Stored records
============
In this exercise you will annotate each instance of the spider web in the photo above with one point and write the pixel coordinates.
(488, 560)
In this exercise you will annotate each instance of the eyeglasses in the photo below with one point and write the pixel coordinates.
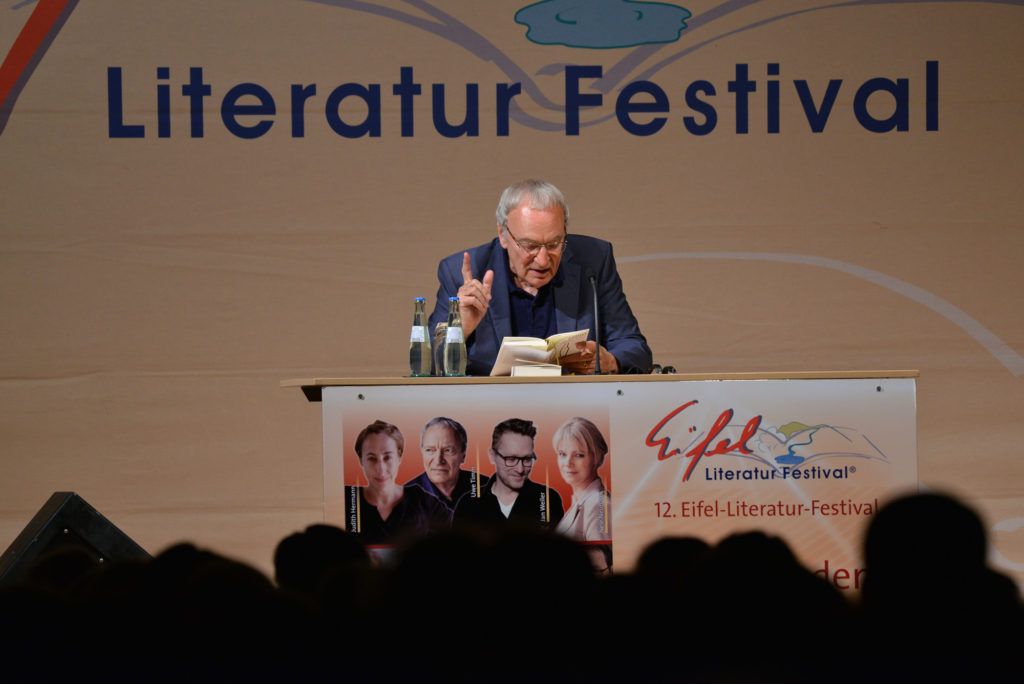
(513, 461)
(531, 248)
(446, 452)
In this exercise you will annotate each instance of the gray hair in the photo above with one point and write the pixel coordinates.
(585, 431)
(455, 426)
(539, 195)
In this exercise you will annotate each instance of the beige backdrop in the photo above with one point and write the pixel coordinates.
(156, 291)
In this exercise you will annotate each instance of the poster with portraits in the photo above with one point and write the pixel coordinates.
(617, 463)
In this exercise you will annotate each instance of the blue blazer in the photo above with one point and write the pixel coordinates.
(573, 302)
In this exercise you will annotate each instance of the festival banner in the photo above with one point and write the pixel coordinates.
(809, 460)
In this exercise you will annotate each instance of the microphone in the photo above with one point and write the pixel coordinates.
(597, 327)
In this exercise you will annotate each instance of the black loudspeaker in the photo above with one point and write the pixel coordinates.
(67, 520)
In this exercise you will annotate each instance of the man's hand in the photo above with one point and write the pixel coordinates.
(474, 296)
(585, 360)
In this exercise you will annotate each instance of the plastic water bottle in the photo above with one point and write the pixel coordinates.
(455, 342)
(419, 342)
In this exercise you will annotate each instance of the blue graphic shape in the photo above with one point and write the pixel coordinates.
(602, 24)
(792, 458)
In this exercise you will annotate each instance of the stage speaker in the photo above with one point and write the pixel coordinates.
(67, 520)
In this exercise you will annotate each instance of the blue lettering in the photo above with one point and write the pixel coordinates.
(371, 96)
(700, 107)
(196, 90)
(817, 117)
(899, 120)
(625, 107)
(116, 110)
(230, 110)
(742, 86)
(299, 96)
(573, 99)
(470, 124)
(504, 92)
(407, 88)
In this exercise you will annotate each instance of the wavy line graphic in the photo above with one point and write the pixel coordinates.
(986, 338)
(451, 29)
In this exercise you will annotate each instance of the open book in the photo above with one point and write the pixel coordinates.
(534, 350)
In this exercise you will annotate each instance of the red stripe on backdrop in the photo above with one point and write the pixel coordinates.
(37, 35)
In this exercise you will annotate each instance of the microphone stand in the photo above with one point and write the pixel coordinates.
(597, 328)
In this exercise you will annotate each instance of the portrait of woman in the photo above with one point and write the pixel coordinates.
(383, 511)
(580, 449)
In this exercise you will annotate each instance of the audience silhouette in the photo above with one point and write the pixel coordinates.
(516, 604)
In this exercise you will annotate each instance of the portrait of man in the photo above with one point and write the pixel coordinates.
(511, 497)
(442, 443)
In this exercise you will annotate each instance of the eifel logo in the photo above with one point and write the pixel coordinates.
(778, 453)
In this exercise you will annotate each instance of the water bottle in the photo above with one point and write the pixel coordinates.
(455, 342)
(419, 342)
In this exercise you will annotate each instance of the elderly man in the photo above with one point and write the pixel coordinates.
(510, 497)
(442, 443)
(534, 281)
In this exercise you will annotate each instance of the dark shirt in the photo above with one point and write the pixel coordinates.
(416, 514)
(465, 486)
(532, 315)
(531, 508)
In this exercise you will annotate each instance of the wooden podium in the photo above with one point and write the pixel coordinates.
(806, 456)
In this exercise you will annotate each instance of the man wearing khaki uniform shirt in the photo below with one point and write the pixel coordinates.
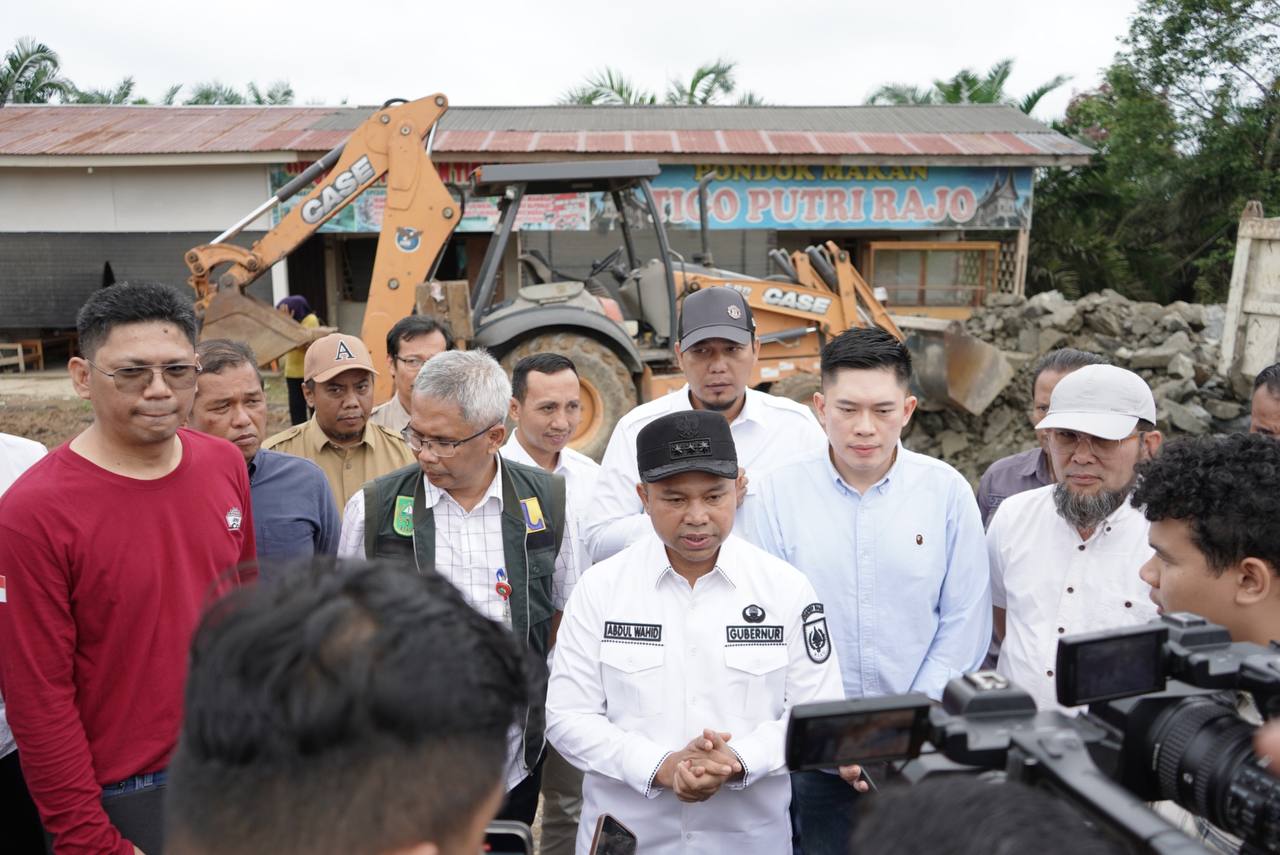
(338, 383)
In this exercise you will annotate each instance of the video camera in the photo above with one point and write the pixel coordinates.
(1161, 725)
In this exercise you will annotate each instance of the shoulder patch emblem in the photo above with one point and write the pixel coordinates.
(533, 511)
(402, 521)
(817, 636)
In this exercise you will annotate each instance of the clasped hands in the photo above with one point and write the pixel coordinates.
(698, 771)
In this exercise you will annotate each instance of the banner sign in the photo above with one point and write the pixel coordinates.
(760, 196)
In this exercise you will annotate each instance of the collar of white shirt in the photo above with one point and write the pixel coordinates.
(753, 406)
(433, 495)
(515, 451)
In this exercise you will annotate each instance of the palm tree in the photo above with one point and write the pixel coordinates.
(607, 86)
(968, 86)
(214, 92)
(30, 74)
(122, 94)
(278, 92)
(709, 82)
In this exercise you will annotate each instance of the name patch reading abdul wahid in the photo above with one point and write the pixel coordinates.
(639, 632)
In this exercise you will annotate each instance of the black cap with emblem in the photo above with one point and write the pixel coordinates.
(696, 440)
(716, 312)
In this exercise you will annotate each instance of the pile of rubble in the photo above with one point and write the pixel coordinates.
(1175, 348)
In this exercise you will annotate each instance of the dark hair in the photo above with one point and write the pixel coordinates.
(1064, 360)
(1224, 488)
(132, 302)
(976, 817)
(1269, 378)
(297, 305)
(344, 707)
(410, 328)
(864, 348)
(216, 355)
(540, 362)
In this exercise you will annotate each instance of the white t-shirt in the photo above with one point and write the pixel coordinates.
(17, 455)
(1051, 583)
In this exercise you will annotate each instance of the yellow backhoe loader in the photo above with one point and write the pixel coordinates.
(617, 321)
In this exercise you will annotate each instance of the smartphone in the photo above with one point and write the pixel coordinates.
(506, 837)
(826, 735)
(612, 837)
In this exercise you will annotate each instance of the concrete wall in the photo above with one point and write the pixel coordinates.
(156, 199)
(46, 277)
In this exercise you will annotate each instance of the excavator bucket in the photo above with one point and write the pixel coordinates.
(952, 366)
(241, 318)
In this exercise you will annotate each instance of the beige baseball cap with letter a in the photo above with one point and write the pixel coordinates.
(334, 353)
(1102, 401)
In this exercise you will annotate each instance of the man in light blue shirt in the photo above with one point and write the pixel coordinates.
(892, 543)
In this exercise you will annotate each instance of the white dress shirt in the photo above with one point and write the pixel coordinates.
(771, 431)
(579, 472)
(1051, 583)
(391, 415)
(17, 456)
(644, 662)
(469, 553)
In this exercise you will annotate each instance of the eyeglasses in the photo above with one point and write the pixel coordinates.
(136, 378)
(1068, 440)
(439, 447)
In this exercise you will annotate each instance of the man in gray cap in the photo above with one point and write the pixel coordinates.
(1065, 558)
(717, 350)
(679, 659)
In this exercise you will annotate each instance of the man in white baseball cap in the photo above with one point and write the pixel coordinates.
(1065, 557)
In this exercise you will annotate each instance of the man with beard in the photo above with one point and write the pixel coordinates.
(717, 350)
(1063, 557)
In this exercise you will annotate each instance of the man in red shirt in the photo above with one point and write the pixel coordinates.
(113, 544)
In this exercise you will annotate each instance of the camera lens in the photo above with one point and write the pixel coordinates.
(1203, 757)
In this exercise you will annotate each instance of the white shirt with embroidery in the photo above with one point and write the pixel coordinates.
(644, 662)
(1051, 583)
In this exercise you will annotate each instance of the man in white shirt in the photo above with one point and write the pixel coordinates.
(679, 661)
(1064, 557)
(410, 343)
(547, 408)
(493, 527)
(717, 351)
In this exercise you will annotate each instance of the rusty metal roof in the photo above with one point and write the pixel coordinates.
(809, 132)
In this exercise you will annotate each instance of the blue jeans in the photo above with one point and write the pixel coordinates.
(136, 808)
(822, 813)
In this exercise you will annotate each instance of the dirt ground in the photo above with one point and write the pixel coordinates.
(44, 406)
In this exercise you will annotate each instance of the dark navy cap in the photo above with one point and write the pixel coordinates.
(686, 442)
(718, 311)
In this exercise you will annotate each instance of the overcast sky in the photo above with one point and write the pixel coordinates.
(520, 53)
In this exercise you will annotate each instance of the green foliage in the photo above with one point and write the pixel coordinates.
(967, 86)
(711, 83)
(1185, 126)
(30, 74)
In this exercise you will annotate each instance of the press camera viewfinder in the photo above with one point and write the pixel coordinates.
(612, 837)
(506, 837)
(1111, 663)
(822, 736)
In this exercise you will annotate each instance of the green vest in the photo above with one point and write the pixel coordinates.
(400, 526)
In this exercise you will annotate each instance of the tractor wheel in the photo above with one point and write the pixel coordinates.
(608, 391)
(798, 387)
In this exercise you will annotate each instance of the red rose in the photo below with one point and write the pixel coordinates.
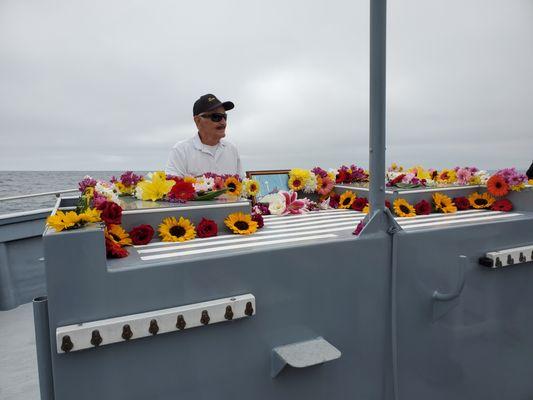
(141, 234)
(113, 249)
(359, 203)
(111, 213)
(461, 203)
(259, 219)
(502, 205)
(207, 228)
(182, 190)
(422, 208)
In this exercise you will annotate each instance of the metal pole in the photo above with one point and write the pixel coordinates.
(42, 344)
(378, 46)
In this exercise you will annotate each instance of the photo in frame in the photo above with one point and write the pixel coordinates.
(270, 181)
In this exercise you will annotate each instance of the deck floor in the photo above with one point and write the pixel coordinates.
(18, 360)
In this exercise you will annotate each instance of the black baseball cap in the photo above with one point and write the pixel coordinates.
(209, 102)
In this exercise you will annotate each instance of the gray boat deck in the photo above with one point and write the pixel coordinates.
(18, 361)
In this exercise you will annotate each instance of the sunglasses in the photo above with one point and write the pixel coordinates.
(216, 117)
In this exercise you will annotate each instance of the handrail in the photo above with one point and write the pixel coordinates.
(25, 196)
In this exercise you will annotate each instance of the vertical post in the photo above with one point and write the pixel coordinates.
(378, 57)
(42, 344)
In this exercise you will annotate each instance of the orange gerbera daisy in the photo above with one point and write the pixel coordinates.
(497, 186)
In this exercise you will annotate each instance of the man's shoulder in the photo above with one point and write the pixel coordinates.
(184, 144)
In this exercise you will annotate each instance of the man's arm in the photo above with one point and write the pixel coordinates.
(176, 163)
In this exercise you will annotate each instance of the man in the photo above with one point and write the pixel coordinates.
(207, 151)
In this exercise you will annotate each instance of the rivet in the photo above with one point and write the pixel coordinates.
(153, 329)
(229, 313)
(126, 332)
(180, 323)
(249, 310)
(66, 344)
(205, 318)
(96, 338)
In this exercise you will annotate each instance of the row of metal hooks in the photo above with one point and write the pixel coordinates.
(153, 329)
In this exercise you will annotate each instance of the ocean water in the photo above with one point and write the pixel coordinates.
(14, 183)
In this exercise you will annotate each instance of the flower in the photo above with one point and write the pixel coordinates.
(423, 208)
(141, 234)
(497, 186)
(61, 221)
(207, 228)
(240, 223)
(346, 199)
(259, 219)
(234, 186)
(118, 235)
(250, 187)
(324, 185)
(402, 208)
(359, 203)
(111, 212)
(443, 203)
(461, 203)
(502, 205)
(173, 230)
(359, 228)
(181, 191)
(113, 249)
(484, 200)
(155, 188)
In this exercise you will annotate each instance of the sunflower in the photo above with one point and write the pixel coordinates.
(497, 186)
(240, 223)
(118, 235)
(346, 200)
(60, 220)
(234, 186)
(90, 215)
(252, 187)
(443, 203)
(173, 230)
(402, 208)
(484, 200)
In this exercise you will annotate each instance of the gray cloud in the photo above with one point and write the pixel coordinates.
(110, 85)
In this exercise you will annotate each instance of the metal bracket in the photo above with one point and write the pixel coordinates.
(444, 302)
(303, 354)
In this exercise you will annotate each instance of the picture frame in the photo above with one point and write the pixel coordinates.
(270, 181)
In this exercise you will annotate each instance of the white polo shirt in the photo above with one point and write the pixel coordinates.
(193, 158)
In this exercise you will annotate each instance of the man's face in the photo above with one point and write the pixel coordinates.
(209, 129)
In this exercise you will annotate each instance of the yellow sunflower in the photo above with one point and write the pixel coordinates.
(234, 186)
(90, 215)
(346, 199)
(402, 208)
(252, 187)
(443, 203)
(60, 220)
(477, 200)
(241, 224)
(173, 230)
(118, 235)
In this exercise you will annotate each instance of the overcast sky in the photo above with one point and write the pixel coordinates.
(109, 85)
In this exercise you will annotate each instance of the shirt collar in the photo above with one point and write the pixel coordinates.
(198, 143)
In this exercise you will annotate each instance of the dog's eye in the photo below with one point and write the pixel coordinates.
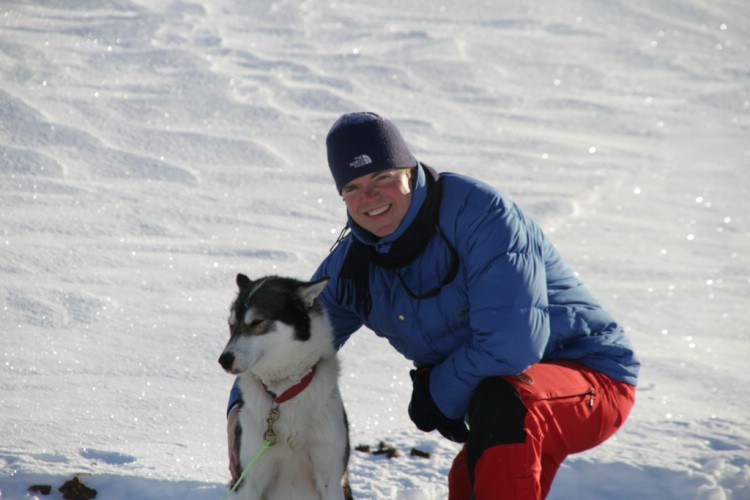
(257, 323)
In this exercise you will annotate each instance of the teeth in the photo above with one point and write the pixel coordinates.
(378, 211)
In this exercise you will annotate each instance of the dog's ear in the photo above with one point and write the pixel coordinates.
(243, 281)
(308, 292)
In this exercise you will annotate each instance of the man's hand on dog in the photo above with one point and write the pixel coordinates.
(426, 415)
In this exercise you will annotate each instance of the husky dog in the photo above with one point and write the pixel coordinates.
(281, 346)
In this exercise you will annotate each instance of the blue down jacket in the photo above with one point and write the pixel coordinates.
(513, 302)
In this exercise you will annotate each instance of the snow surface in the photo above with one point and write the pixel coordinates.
(152, 149)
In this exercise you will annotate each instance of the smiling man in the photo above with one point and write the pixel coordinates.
(503, 335)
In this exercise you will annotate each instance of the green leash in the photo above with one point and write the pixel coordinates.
(268, 441)
(266, 444)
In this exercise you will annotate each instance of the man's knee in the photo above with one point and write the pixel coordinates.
(496, 417)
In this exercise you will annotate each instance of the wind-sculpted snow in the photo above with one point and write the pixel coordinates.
(151, 150)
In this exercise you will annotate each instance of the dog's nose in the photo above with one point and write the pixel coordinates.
(226, 360)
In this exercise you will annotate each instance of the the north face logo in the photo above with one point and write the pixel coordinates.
(360, 161)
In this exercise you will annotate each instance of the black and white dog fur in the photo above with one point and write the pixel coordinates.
(279, 336)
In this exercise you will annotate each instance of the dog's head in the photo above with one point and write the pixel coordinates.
(269, 315)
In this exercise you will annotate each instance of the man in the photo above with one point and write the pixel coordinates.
(502, 334)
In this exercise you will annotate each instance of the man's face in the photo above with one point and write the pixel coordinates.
(378, 202)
============
TASK REQUIREMENTS: Print nothing but the lines from the one that contains "the dog's nose" to the final line of the data, both included, exactly as they read.

TASK SOLUTION:
In this exercise you will annotate each instance of the dog's nose in the photo above with one point and write the pixel coordinates.
(226, 360)
In this exercise you will annotate each instance of the the north face logo in the photo above with one point and write the pixel coordinates.
(360, 161)
In this exercise you will annotate each instance of the black and white dog fur in the photo above with one point and write the pixel coordinates.
(279, 336)
In this exercise you will annotate each instance of the dog's head in the photo above with one point and write the pixel coordinates.
(269, 315)
In this exercise you will annotate each instance of the man in the photo above with one point and write the pixel coordinates.
(502, 334)
In this exercise you will annotate each instance of the man's face in the photo above with one point and write the pixel coordinates.
(378, 202)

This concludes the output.